WORK INSTRUCTION 1 — In the text about parents deciding whether to stay together for their children, how often do clients say they don't think their kids know they are struggling as a couple?
WORK INSTRUCTION 2 — Continue the text about parents deciding whether to stay together for their children from where it stops.

In our current world, the information highway is moving at lightening pace. We are bombarded by advice from everyone though websites, social media, books, podcasts and yes, blogs. People are looking for answers to their challenges. As a Marriage and Family Therapist one of the most asked questions I get from my clients is, “Should I stay in this relationship or should I go?”.
This question takes on an entirely larger significance when it is asked by parents who are having difficulty in their relationships but query if they should stay together for their children. And the answer is that there is no easy answer! I have a lot of personal experience in this area. I am a product of divorced parents, as well as a divorced mom of two wonderful kids and a stepmom to my four bonus kids. Plus, I see families and couples every day who are grappling with these difficult decisions.
Divorces, even amicable ones, are tough on everyone. Separating a marriage should be a decision that is well thought out and discussed. Kids do survive and thrive after divorce; however, the process can still be wrenching to them. The work of the parents, and often the therapists they are working with, is to safeguard the kids as much as possible.
I always ask my clients if they think their kids know that they are struggling as a couple. 4 out of 5 times they respond that they don’t think the kids know. Hear this: kids see, hear, and feel so much more than we adults assume!

AVAILABLE DATA —

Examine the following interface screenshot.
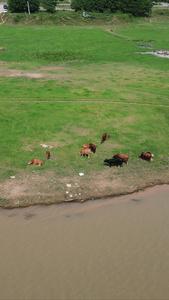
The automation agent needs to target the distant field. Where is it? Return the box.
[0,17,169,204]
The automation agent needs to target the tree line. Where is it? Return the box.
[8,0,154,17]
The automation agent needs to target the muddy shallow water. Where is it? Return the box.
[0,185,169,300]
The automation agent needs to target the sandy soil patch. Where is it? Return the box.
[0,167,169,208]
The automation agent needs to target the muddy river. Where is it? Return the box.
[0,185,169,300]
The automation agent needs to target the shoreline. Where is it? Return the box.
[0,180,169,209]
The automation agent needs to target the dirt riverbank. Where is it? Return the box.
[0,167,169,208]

--

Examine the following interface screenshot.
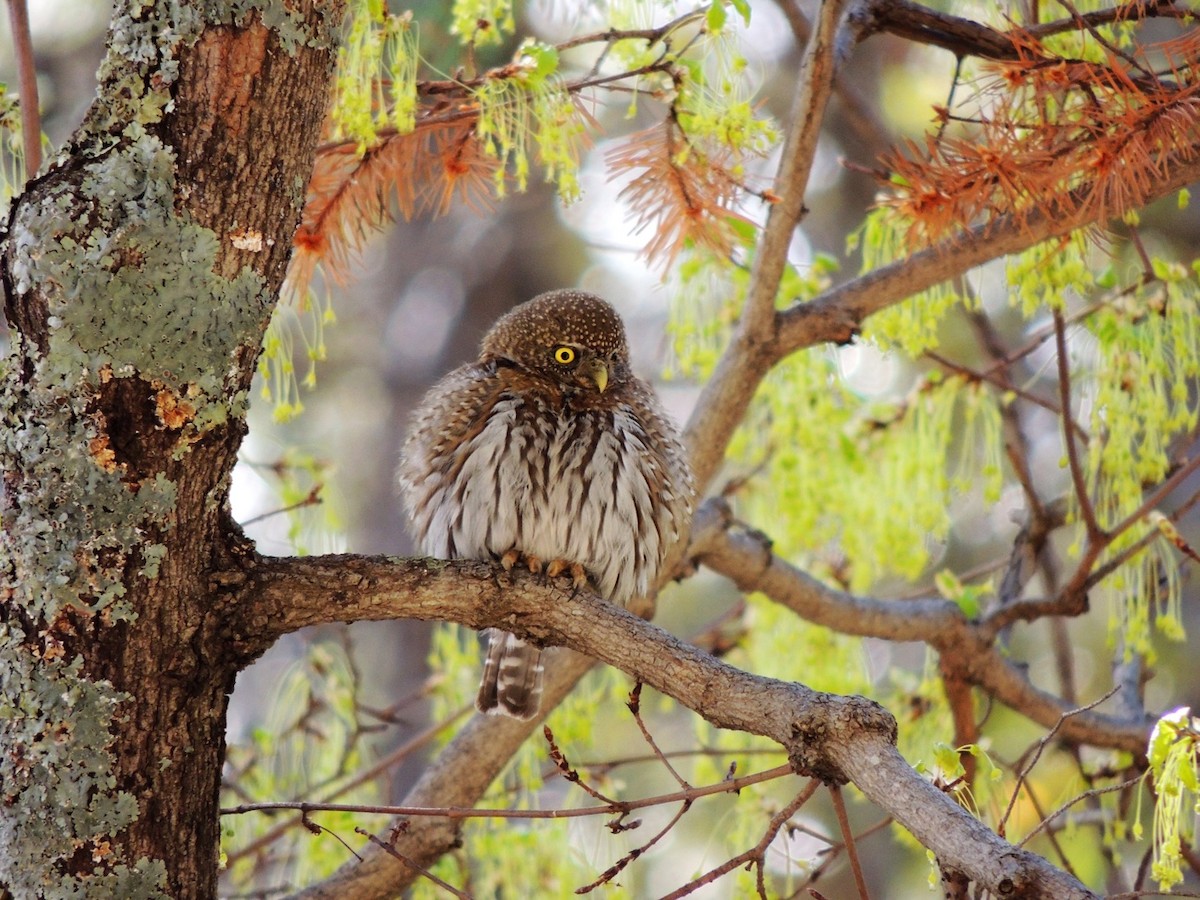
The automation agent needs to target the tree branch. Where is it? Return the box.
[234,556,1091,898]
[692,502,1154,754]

ANSWER SECTION 1 — 4 out of 5 times.

ANSWER SECTION 2 —
There are certainly many advantages to having two parents in the same house every day with their children. What is equally relevant to explore is what the effect is on the children when those two parents aren’t in love, don’t act respectfully, and have friction in their interactions. That’s not even touching on the effects of verbal, physical, and emotional abuse that can be present during an unhappy marriage and how that impacts our children from a trauma perspective. But more on that in another blog.
The biggest mistake couples make when they start to notice that their marriage is faltering is to ignore the signs. They think it is just a stage, or that the kids need more of their attention at this time, and resign themselves to thinking that every other couple goes through this and it is normal. But what starts as a small marital slump can fester into a much larger collapse. And the problems don’t get smaller when they are ignored.
Early communication is the key. This will help facilitate an improvement in the marriage or a mutual decision that everyone would be better served by a separation. Because let’s be honest… two happy separated parents are better than two miserable together parents.